## Stated task 1
Translate this sentence from the email about CI runners below into Spanish: "This means that builds from forks of our contributors should experience far, far less queuing."

>
> Attached is the graph of queue size for Apache projects where you can
> see how dramatic improvements it was (other projects of Apache do not
> have self-hosted runners as we do so they are far bigger users).


Do you have a link to this attachment? Thanks!

Best,
Solomon


On Fri, Nov 11, 2022 at 1:17 AM Jarek Potiuk <[email protected]> wrote:

> Hello Everyone,
>
> I thought it's a good time to share some news after yesterday's ASF
> "Builds meeting". The latest news for our CI is that ~ 2 weeks ago
> GitHub bumped the parallelism of jobs for Public runners for Apache
> Software Foundation from 300 to 900.
>
> Attached is the graph of queue size for Apache projects where you can
> see how dramatic improvements it was (other projects of Apache do not
> have self-hosted runners as we do so they are far bigger users).
> Thanks to Tobiasz Kedzierski - one of the contributors to Airflow and
> my friend who developed and maintains the graphs so that ASF can see
> some stats.
>
> This means that builds from forks of our contributors should
> experience far, far less queuing. Some new things are coming as well -
> we (ASF with our support) are talking to GitHub to get self-hosted
> runners on Azure, as well as enabling bigger instances / ARM instances
> for running our CI jobs.
>
> This will likely allow us to optimize some of the build times as well.

## Data
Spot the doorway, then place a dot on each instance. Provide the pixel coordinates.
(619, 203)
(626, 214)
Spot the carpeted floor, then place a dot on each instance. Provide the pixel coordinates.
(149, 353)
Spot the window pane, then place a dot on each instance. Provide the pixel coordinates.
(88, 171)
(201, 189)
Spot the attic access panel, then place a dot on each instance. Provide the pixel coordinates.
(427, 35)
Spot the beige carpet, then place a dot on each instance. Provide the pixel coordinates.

--

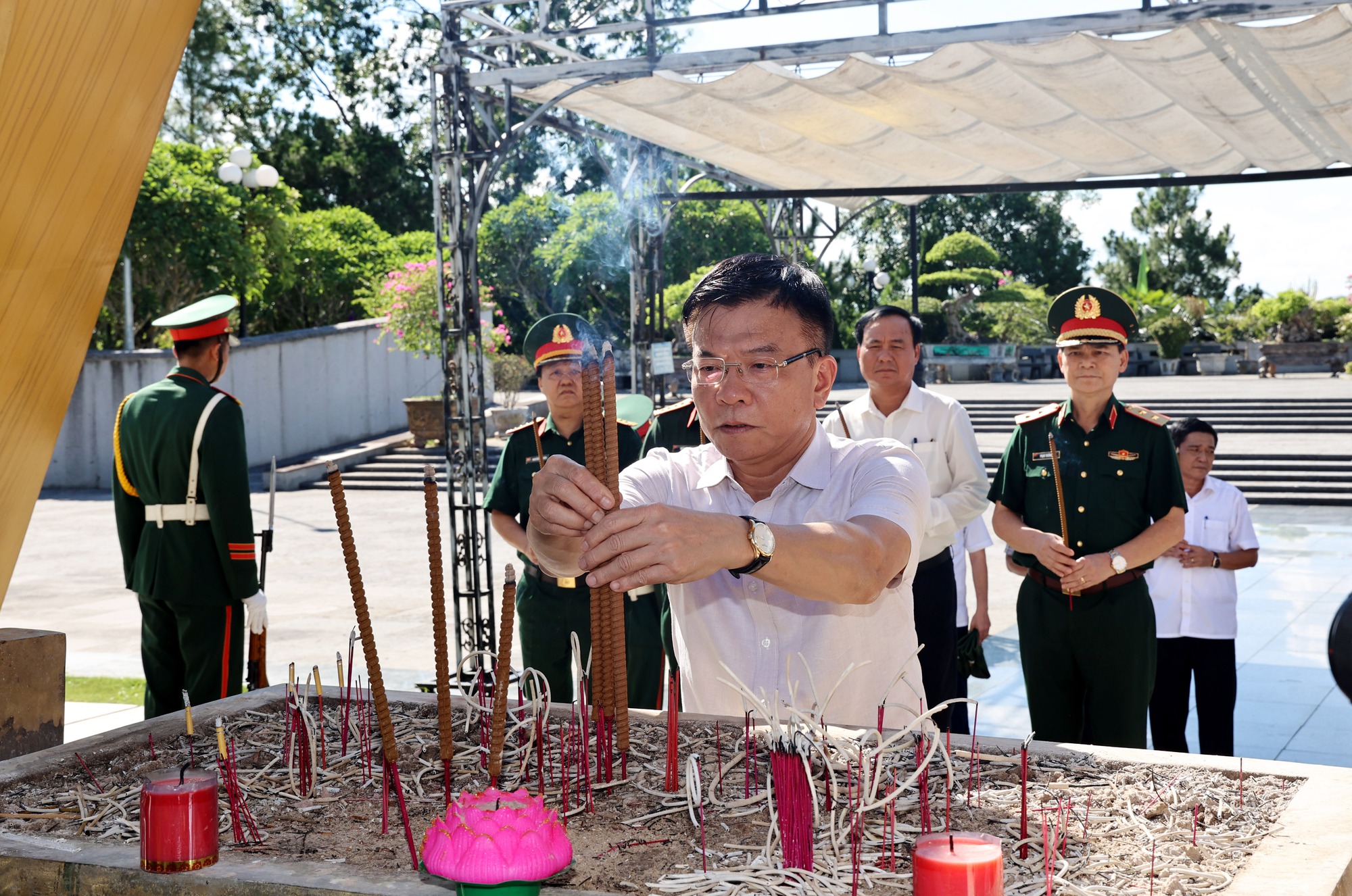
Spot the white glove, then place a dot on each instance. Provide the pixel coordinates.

## Stated task 2
List every line of the records above that contains the string "coordinates".

## Final result 1
Esto significa que las compilaciones desde los forks de nuestros colaboradores deberían experimentar muchísimas menos esperas en cola.

## Final result 2
Spot the doorway, then place a dot on each instance. Provide the pixel coordinates.
Spot the carpeted floor, then place a dot on each instance. Provide the pixel coordinates.
Spot the window pane, then place a dot on each instance. Provide the pixel coordinates.
Spot the attic access panel, then place a dot on each instance. Provide the pixel coordinates.
Spot the beige carpet, then place a dot on each instance. Provide the pixel coordinates.
Spot the white glove, then place a dot on each instance. Provide the pixel coordinates.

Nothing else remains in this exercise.